-- Supplied entries --
───

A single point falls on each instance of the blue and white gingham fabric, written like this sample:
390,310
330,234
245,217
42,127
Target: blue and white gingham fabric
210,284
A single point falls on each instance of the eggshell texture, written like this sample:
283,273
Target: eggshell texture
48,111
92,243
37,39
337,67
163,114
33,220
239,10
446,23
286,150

───

-- What to work on --
Reproduce every line of the records above verbatim, keeping the original order, line breaks, spacing, and punctuation.

-- Task result --
A single point falls on each instance of the blue and white gingham fabric, written like this sample:
390,310
330,234
245,217
42,127
Target: blue and white gingham fabric
210,284
A single point falls on each instance of the eggshell texture, written like this sample:
283,273
Target: eggshell texture
48,111
92,243
37,39
337,67
163,114
33,220
239,10
446,23
286,150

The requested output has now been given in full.